Reproduce the data below in full. Nothing should differ from the original.

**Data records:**
==========

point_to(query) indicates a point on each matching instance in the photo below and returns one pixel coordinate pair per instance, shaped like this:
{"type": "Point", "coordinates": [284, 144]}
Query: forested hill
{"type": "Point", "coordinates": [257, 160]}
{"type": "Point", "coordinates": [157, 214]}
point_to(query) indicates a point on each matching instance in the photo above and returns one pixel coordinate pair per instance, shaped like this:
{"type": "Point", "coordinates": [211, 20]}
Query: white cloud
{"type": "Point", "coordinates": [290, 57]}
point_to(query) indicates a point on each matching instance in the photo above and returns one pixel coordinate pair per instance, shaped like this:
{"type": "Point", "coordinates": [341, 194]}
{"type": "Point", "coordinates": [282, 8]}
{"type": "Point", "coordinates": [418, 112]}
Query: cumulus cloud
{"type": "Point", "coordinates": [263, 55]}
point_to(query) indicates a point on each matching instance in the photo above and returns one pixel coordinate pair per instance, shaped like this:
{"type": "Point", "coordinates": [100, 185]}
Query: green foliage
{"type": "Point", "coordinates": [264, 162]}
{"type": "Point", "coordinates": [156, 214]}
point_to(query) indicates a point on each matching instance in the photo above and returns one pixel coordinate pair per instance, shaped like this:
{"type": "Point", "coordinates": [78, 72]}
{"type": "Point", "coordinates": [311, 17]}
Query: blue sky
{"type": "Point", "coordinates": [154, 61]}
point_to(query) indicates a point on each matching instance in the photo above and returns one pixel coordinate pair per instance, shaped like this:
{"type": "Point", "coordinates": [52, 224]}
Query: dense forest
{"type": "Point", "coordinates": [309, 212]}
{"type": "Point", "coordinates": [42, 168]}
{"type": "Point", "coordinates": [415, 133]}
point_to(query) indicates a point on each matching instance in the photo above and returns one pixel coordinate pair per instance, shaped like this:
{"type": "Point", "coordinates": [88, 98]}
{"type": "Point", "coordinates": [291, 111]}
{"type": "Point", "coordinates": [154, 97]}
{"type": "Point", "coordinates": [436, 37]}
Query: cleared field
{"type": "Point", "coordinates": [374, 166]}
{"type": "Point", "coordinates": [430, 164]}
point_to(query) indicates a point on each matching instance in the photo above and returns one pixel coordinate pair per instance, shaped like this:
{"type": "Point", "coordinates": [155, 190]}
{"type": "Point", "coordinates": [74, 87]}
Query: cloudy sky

==========

**Expected answer:**
point_to(query) indicates a point on each matching instance in the photo below and returns one pixel coordinate pair per instance, shaped like this:
{"type": "Point", "coordinates": [284, 144]}
Query: forested hill
{"type": "Point", "coordinates": [257, 160]}
{"type": "Point", "coordinates": [157, 214]}
point_to(query) indicates a point on each matching instance in the photo above and returns one pixel coordinate pair per instance, shaped like this:
{"type": "Point", "coordinates": [211, 20]}
Query: white cloud
{"type": "Point", "coordinates": [290, 57]}
point_to(query) indicates a point on each matching instance in the photo above and returns one pixel coordinate pair per instance, shaped like this:
{"type": "Point", "coordinates": [341, 194]}
{"type": "Point", "coordinates": [282, 8]}
{"type": "Point", "coordinates": [418, 112]}
Query: cumulus cloud
{"type": "Point", "coordinates": [263, 55]}
point_to(query) indicates a point on each matching instance in the photo above and returns one pixel coordinate pair per instance, shaped like this:
{"type": "Point", "coordinates": [100, 185]}
Query: green foliage
{"type": "Point", "coordinates": [264, 162]}
{"type": "Point", "coordinates": [156, 214]}
point_to(query) indicates a point on each matching instance in the photo above and returns one pixel coordinate pair per instance, shaped like this:
{"type": "Point", "coordinates": [78, 72]}
{"type": "Point", "coordinates": [311, 17]}
Query: blue sky
{"type": "Point", "coordinates": [154, 61]}
point_to(query) indicates a point on each matching instance in the photo above and returns one pixel coordinate pair per instance, shaped like this:
{"type": "Point", "coordinates": [52, 224]}
Query: dense forest
{"type": "Point", "coordinates": [309, 212]}
{"type": "Point", "coordinates": [42, 168]}
{"type": "Point", "coordinates": [415, 133]}
point_to(query) indicates a point on each matching instance in the photo above and returns one pixel coordinate pair per instance, shaped like this:
{"type": "Point", "coordinates": [88, 98]}
{"type": "Point", "coordinates": [291, 111]}
{"type": "Point", "coordinates": [154, 97]}
{"type": "Point", "coordinates": [436, 37]}
Query: cleared field
{"type": "Point", "coordinates": [374, 166]}
{"type": "Point", "coordinates": [430, 164]}
point_to(query) indicates a point on each matching instance in the photo above and returns one pixel coordinate pair per instance, shaped like this:
{"type": "Point", "coordinates": [155, 190]}
{"type": "Point", "coordinates": [74, 87]}
Query: cloudy sky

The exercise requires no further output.